=== Given text ===
....................
NEW YORK CITY — At least five babies have been born in New York City with Zika-related birth defects since July, the Health Department warned health care providers Wednesday morning.

The city reported its first case of an infant born with Zika-related symptoms in a local hospital on July 22.

Symptoms include brain, joint and eye abnormalities, stunted neurological development and a disproportionately small head. 

The five babies born in New York City with those symptoms are a small fraction of the 200 born to women who tested positive for Zika infection during pregnancy, according to the bulletin first reported by the New York Times.

Pregnant women contract the virus either during travel to areas where mosquitoes carry the virus or through unprotected sex with a traveler.

The alert came several weeks after the World Health Organization downgraded the status of Zika's spread from an international public health emergency to a crisis.

Still, the Health Department advised doctors to continue screening pregnant women for exposure to Zika throughout pregnancy and to note that some negative testing results don't rule out Zika infection in women and their babies.

The mothers of three infants born with congenital Zika virus syndrome tested negative on two tests for infection; health officials hypothesize this was the case because the women weren't tested until their third trimester, long after their exposure to the virus.

From the start of 2016 through Dec. 2, 962 New Yorkers have tested positive for Zika infection, including 325 pregnant women, according to the Health Department numbers.

“Today’s news is a reminder that Zika continues to be a threat to pregnant women and their babies,” city Health Commissioner Dr. Mary Bassett said in a statement. 

“We are closely following all babies born to mothers who test positive for Zika infection and will connect parents to available services to improve their child’s quality of life,” she said.

The agency is currently tracking the developmental progress of the 200 infants exposed to Zika during pregnancy, including eight who tested positive for the virus but haven't presented any symptoms.

In November, it launched an awareness campaign urging pregnant women and their partners not to travel to areas with ongoing Zika transmission, such as Miami-Dade County, the Caribbean and Central America, during the holiday season.
....................
=== Provided information ===
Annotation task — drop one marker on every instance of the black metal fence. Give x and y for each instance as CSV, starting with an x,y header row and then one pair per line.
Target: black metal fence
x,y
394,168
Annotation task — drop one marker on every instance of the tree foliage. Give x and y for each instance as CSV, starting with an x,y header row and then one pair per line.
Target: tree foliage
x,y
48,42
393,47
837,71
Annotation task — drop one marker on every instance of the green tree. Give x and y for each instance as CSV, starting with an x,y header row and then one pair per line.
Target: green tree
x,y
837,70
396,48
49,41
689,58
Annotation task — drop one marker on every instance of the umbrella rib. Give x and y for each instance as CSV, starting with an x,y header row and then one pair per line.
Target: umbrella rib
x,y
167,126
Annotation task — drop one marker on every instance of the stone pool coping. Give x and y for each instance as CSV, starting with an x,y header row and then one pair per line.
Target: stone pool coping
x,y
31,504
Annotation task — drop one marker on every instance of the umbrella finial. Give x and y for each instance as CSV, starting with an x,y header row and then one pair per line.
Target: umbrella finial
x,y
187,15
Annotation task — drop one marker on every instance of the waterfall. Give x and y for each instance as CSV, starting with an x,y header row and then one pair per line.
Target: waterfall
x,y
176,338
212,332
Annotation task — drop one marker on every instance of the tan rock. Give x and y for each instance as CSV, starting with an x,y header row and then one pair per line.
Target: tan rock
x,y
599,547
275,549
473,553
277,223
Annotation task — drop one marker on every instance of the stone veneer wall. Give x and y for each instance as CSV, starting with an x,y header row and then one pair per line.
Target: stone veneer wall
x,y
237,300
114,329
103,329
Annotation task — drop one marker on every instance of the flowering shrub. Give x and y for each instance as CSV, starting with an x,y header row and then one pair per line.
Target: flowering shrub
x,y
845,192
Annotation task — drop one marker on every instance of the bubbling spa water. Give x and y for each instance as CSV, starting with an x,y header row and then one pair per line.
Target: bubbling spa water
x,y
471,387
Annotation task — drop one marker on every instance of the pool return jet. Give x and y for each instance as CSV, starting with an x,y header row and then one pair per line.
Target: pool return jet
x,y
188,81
....................
=== Problems to solve ===
**A.** From the Zika article, output the passage starting at "In November, it" and ending at "the holiday season.", word for word.
**B.** In one to three sentences, explain why, according to the Zika article, health officials think the mothers of three infants born with congenital Zika virus syndrome tested negative for infection.

=== Exercise results ===
**A.**
In November, it launched an awareness campaign urging pregnant women and their partners not to travel to areas with ongoing Zika transmission, such as Miami-Dade County, the Caribbean and Central America, during the holiday season.

**B.** Health officials hypothesize that these mothers tested negative because they weren't tested until their third trimester, long after their exposure to the virus.